Excerpts from the segmentation records
--- --- ---

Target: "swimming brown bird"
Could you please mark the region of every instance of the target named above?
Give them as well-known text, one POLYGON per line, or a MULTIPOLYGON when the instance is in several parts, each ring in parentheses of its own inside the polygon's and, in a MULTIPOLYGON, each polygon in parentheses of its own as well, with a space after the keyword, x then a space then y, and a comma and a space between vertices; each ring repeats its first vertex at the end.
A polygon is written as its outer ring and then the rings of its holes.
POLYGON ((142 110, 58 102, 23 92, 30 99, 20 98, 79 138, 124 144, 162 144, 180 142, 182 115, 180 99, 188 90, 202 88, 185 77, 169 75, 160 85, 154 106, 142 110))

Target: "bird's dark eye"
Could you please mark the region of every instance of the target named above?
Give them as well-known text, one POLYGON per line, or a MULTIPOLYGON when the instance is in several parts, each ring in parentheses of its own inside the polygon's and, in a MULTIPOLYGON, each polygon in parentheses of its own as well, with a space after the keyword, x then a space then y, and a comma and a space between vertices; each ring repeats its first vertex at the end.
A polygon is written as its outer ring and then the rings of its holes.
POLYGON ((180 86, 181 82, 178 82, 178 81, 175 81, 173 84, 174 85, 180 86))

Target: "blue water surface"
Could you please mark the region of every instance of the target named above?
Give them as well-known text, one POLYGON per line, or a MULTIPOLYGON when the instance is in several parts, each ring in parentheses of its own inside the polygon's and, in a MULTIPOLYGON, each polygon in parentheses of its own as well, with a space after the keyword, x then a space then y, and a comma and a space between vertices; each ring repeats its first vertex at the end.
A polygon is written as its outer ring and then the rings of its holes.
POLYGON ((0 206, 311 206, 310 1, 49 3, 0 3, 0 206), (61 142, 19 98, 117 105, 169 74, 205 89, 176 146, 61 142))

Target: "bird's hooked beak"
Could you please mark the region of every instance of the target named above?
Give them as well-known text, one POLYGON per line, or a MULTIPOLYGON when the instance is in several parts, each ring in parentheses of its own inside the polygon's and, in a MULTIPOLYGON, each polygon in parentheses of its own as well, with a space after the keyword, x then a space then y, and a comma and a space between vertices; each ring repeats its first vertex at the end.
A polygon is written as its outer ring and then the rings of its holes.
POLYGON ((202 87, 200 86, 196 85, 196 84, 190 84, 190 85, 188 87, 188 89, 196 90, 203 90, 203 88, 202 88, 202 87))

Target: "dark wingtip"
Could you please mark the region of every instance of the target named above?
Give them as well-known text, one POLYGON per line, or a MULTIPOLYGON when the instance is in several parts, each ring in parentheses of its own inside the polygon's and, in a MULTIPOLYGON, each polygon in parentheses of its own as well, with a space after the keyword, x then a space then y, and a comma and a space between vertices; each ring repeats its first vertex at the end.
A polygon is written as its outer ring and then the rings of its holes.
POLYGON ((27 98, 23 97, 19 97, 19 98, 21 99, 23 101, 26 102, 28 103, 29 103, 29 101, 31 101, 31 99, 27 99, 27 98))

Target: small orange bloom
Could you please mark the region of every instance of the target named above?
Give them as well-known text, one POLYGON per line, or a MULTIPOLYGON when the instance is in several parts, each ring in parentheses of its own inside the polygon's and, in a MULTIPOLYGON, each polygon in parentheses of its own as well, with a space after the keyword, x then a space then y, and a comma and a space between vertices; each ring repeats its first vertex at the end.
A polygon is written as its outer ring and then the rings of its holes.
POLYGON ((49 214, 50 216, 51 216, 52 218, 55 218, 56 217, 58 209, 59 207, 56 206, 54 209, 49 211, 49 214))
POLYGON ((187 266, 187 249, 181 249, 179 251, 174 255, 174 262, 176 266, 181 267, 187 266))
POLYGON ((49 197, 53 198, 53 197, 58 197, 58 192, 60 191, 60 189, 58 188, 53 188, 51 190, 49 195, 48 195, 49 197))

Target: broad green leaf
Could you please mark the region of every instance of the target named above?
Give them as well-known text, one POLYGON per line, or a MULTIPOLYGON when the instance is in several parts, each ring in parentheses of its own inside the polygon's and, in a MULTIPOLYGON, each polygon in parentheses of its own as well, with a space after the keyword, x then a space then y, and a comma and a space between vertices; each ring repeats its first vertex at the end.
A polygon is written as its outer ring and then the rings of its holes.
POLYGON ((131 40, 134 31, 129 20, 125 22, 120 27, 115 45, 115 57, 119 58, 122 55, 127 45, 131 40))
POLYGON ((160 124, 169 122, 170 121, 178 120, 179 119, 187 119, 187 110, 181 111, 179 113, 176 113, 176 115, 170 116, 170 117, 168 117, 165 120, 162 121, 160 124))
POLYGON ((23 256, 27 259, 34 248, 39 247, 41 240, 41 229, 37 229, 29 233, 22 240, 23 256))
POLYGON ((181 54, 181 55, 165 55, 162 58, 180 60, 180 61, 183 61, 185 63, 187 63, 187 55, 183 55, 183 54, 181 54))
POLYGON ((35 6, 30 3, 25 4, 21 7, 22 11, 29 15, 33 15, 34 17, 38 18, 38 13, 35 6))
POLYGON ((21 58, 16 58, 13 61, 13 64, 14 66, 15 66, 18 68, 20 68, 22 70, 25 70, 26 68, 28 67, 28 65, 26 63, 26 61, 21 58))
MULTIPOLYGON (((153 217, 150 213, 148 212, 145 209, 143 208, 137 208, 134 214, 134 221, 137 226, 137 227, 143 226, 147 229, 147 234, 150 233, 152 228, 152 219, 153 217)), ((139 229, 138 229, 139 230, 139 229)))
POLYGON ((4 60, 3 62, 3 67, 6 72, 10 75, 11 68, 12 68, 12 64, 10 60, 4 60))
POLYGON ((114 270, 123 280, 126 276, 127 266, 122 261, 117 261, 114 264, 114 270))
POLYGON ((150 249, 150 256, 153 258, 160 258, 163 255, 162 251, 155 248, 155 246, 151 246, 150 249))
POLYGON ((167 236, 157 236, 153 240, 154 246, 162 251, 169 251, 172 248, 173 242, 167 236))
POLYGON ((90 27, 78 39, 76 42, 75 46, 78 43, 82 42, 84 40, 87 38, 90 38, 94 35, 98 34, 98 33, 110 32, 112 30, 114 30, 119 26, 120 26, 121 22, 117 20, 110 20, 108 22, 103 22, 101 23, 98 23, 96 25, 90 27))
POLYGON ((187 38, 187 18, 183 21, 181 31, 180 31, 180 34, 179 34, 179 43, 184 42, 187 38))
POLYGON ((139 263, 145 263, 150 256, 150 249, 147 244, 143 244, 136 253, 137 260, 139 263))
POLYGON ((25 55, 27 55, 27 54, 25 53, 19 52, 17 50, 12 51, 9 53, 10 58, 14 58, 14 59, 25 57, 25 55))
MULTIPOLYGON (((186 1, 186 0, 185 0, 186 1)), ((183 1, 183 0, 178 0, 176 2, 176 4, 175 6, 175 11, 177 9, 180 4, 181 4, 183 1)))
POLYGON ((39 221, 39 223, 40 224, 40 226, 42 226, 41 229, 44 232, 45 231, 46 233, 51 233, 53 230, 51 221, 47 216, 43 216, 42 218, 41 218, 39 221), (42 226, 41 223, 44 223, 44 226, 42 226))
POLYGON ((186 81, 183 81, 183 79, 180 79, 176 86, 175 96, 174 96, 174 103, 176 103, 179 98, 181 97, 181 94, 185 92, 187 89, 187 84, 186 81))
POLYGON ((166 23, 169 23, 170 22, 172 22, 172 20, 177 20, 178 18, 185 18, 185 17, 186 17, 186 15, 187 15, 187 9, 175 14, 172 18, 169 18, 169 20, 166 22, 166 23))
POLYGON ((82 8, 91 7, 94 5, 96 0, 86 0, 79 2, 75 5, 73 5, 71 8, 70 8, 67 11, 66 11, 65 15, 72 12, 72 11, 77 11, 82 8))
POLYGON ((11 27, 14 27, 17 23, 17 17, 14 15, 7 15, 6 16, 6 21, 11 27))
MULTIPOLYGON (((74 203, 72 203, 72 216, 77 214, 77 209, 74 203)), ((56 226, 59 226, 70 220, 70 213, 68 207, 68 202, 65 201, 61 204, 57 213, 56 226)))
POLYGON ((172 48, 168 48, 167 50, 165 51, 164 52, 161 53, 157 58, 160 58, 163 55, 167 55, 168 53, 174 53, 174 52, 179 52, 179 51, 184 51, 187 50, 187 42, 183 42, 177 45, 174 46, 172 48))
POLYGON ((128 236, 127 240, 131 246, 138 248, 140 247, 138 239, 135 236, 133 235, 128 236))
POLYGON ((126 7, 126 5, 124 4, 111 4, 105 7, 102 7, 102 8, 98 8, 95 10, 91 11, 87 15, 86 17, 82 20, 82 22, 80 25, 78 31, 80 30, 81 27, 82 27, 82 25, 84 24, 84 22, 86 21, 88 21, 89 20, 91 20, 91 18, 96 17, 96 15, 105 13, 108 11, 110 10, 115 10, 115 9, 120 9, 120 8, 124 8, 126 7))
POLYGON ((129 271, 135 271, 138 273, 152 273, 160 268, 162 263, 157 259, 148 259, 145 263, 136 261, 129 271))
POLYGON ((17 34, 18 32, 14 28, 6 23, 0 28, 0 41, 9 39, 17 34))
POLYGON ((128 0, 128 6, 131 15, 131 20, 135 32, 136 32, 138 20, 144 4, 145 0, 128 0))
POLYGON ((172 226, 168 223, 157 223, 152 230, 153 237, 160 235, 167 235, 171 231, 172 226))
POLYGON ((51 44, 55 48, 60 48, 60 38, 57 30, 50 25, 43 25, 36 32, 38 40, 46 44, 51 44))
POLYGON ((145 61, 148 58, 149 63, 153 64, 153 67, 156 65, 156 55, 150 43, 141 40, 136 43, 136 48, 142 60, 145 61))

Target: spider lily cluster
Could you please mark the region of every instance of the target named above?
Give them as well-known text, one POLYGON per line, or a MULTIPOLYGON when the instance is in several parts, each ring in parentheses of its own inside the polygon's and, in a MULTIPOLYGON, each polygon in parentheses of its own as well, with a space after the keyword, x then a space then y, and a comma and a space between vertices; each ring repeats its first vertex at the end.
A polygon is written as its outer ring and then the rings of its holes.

--- --- ---

### PROBLEM REQUIREMENTS:
Quote the records verbatim from their first line through the line that contains "POLYGON ((142 110, 58", including both of those lines.

### CORRECT RESPONSE:
Target: "swimming brown bird"
Could you please mark the region of every instance of the target named above?
Give them as well-known text, one POLYGON per line, or a MULTIPOLYGON when the instance is in several parts, each ring in parentheses of its own inside the polygon's and, in a MULTIPOLYGON, each polygon in parentheses of its own as well, with a space after the keyword, x then a space then y, and a comma and a space between vertices; each ring repeats its first vertex at the end.
A polygon is written as its outer ring and then the rings of its holes.
POLYGON ((142 110, 58 102, 23 92, 30 99, 20 98, 79 138, 124 144, 162 144, 180 142, 182 115, 180 99, 188 90, 202 88, 185 77, 169 75, 160 85, 154 106, 142 110))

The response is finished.